┌─ SUPPLIED ENTRIES
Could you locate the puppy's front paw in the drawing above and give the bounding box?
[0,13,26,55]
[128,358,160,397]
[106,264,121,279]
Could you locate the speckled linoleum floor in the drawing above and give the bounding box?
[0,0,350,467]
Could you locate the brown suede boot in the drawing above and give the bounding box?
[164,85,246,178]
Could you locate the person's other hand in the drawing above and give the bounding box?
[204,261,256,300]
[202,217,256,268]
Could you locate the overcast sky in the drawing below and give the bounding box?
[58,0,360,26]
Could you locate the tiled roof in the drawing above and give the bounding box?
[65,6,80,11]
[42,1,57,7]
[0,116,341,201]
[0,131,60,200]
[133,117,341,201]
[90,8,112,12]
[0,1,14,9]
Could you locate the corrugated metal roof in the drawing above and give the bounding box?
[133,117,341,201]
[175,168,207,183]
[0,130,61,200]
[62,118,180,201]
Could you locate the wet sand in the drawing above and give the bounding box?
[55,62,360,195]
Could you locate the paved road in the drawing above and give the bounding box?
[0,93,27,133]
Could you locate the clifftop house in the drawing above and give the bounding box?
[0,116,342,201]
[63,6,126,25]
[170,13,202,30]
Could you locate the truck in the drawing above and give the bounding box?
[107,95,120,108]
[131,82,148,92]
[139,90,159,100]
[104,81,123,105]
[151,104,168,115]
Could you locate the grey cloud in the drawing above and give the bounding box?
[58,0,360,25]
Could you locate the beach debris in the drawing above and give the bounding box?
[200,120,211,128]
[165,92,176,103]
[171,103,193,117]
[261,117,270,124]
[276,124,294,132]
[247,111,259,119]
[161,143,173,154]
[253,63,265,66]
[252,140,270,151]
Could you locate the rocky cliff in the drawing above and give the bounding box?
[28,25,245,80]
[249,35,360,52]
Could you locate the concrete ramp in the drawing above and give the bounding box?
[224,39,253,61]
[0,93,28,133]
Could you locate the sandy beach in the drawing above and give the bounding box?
└─
◆ **WORK REQUIRED**:
Rewrite the data starting at the line that contains "Could you locate the truck" and ending at the line that contains "[252,140,270,151]", replacing "grey cloud" with "dark cloud" and leaving everything else unchanged.

◆ **FULL SOLUTION**:
Could you locate the truck in the drawing above and give the bounding box?
[107,95,120,108]
[131,82,148,92]
[139,90,159,100]
[104,81,123,105]
[151,104,168,115]
Could you locate the dark cloud in the drawing above and give the bounding box?
[58,0,360,25]
Could you locate the beach debris in the drawing above and give the bounding box?
[200,120,211,128]
[165,92,176,103]
[171,103,193,117]
[261,117,270,124]
[276,124,294,132]
[247,111,259,119]
[161,143,173,154]
[253,63,265,66]
[252,140,270,151]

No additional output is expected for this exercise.